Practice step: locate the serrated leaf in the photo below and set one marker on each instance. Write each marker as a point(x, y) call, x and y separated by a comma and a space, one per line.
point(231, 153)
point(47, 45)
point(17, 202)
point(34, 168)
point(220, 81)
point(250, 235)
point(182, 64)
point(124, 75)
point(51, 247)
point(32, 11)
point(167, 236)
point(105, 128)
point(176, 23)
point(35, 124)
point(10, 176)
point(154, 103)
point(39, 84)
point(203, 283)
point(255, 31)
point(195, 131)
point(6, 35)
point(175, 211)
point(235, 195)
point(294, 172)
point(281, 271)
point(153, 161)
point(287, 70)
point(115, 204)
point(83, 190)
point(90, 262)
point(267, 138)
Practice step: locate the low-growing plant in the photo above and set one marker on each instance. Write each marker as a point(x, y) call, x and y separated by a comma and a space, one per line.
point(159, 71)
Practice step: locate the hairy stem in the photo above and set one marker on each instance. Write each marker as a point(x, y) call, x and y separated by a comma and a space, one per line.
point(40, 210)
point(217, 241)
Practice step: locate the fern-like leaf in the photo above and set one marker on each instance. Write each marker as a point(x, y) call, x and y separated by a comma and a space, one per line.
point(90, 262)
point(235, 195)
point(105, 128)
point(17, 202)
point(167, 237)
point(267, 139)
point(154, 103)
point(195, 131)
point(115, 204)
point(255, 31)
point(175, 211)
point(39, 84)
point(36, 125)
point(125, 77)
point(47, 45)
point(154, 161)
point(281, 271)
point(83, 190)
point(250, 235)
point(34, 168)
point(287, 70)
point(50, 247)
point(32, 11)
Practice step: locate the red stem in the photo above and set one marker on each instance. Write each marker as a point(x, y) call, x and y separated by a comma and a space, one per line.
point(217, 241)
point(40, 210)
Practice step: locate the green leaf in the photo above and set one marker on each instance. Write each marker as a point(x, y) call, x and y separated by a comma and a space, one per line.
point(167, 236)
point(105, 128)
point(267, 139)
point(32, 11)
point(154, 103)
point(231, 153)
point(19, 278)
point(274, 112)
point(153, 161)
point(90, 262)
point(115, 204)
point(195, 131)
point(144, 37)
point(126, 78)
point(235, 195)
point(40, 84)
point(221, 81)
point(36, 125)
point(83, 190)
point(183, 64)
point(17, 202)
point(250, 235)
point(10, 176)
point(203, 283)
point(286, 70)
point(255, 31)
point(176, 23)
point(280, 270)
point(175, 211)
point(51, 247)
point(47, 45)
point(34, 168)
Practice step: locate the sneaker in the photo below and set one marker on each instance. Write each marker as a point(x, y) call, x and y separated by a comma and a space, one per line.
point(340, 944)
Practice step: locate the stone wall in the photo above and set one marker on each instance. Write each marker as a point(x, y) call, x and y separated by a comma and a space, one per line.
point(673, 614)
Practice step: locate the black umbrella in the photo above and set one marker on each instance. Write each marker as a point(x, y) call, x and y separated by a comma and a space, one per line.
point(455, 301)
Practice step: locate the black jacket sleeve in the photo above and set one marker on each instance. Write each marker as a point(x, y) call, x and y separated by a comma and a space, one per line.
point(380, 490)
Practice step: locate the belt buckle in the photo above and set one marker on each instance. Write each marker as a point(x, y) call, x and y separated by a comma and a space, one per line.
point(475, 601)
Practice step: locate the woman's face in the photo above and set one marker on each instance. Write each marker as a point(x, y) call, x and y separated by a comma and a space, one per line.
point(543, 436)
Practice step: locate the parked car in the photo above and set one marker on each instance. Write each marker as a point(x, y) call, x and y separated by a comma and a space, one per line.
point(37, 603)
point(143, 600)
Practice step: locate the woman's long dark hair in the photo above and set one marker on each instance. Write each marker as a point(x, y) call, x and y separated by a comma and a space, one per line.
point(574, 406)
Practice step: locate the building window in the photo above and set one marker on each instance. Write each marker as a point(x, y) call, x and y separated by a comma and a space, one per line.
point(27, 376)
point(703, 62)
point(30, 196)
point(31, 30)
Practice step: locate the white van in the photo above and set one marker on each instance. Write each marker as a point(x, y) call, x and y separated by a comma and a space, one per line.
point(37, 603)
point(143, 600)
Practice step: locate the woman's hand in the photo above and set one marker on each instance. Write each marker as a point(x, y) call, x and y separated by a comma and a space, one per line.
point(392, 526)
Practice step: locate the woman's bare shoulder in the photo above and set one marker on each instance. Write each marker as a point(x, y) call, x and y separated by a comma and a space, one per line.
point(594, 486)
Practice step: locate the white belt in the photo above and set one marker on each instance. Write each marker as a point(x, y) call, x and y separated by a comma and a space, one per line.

================================

§ **YOUR ASSIGNMENT**
Print every line you see above, exactly as written.

§ **WRITTEN SOLUTION**
Practice step: locate the serrated leaf in the photo below and set one marker on each instance. Write each marker as a point(x, y) call, x and y separated by a comma and a space, one per line.
point(231, 153)
point(47, 45)
point(17, 202)
point(34, 168)
point(220, 81)
point(250, 235)
point(182, 64)
point(124, 75)
point(51, 247)
point(32, 11)
point(167, 236)
point(105, 128)
point(176, 23)
point(35, 124)
point(10, 176)
point(154, 103)
point(39, 84)
point(203, 283)
point(255, 31)
point(195, 131)
point(6, 35)
point(175, 211)
point(235, 195)
point(294, 172)
point(281, 271)
point(153, 161)
point(287, 70)
point(115, 204)
point(83, 190)
point(90, 262)
point(267, 138)
Practice step: locate the low-growing plant in the photo above and set one marker on each instance. Write each marker as a point(x, y) call, x and y separated by a comma and a space, one per line.
point(159, 71)
Practice step: locate the hairy stem in the photo above and set one marker on each instance. Write each marker as a point(x, y) call, x and y separated by a comma and a space, one per line.
point(40, 210)
point(217, 241)
Practice step: locate the fern-like leaf in the photo above and set one marker on each instance. Write each marker as a point(x, y) call, x and y separated by a comma and a space, one per line.
point(90, 262)
point(235, 195)
point(105, 128)
point(17, 202)
point(167, 237)
point(267, 139)
point(154, 103)
point(195, 131)
point(115, 204)
point(255, 31)
point(175, 211)
point(39, 84)
point(36, 125)
point(125, 77)
point(47, 45)
point(154, 161)
point(281, 271)
point(83, 190)
point(250, 235)
point(34, 168)
point(287, 70)
point(50, 247)
point(32, 11)
Practice step: locate the red stem in the photo above and set one marker on each instance. Write each marker as a point(x, y) call, x and y separated by a comma and a space, one per line.
point(217, 241)
point(40, 210)
Practice step: locate the green leaf in the photo above and set one marker on each instance. Write each marker as a point(x, y) call, x and y separated by a comma and a space, one per line.
point(167, 236)
point(105, 128)
point(267, 139)
point(32, 11)
point(154, 103)
point(231, 153)
point(19, 278)
point(274, 112)
point(153, 161)
point(90, 262)
point(115, 204)
point(195, 131)
point(144, 37)
point(126, 78)
point(235, 195)
point(40, 84)
point(221, 81)
point(36, 125)
point(83, 190)
point(183, 64)
point(17, 202)
point(250, 235)
point(10, 176)
point(203, 283)
point(286, 70)
point(255, 31)
point(176, 23)
point(280, 270)
point(175, 211)
point(51, 247)
point(47, 45)
point(34, 168)
Practice step: locate the sneaker in the photo below and set one marker on each instance. Write each marker as a point(x, y) call, x and y separated by a comma and a space, one per line.
point(340, 944)
Practice step: locate the stone wall in the photo above and set one marker on each instance. Write each marker as a point(x, y) call, x and y separated by a comma and a space, one per line.
point(673, 614)
Practice step: locate the black umbrella in the photo above and set one marker on each instance. Write each marker as a point(x, y) call, x and y separated by a comma and a space, one per line.
point(455, 301)
Practice step: locate the black jacket sleeve in the photo above and set one marker on each instance. Write each marker as a point(x, y) call, x and y separated by a comma and a space, one per line.
point(380, 490)
Practice step: locate the belt buckle in the photo above and set one marker on each instance. Write each marker as a point(x, y) call, x and y separated by a comma and a space, one per line.
point(475, 601)
Practice step: locate the woman's face in the photo above and set one marker on each instance. Write each marker as a point(x, y) call, x and y separated by a comma and a space, one per line.
point(543, 436)
Practice step: locate the parked car in the photo above and set one marker on each instance. Write each marker as a point(x, y) call, x and y separated by a comma and a space, one per line.
point(37, 603)
point(143, 600)
Practice step: locate the woman's long dark hair in the photo above and set one marker on each instance. Write each marker as a point(x, y) call, x and y separated by a comma and a space, one per line.
point(574, 406)
Practice step: locate the building window in the photo above and set one marker on each instance. Write each marker as a point(x, y) call, x and y separated by a comma and a space, one per line.
point(27, 376)
point(703, 62)
point(30, 196)
point(31, 30)
Practice step: locate the white van in the photo above and set one marker on each instance. Write each marker as a point(x, y) call, x and y separated by a comma and a space, one per line.
point(37, 603)
point(143, 600)
Practice step: locate the woman's hand in the photo above and set one marker on each instance. Write each marker as a point(x, y) call, x and y separated by a comma and a space, one per line.
point(392, 526)
Practice step: locate the woman's bare shoulder in the photo above and set one marker on each instance. Write each marker as a point(x, y) call, x and y separated by a comma and a space, one per line.
point(594, 486)
Practice step: locate the white belt in the photo above and set one marker on each instance. Write each marker as a point(x, y) call, x and y separated by a comma and a space, one per line.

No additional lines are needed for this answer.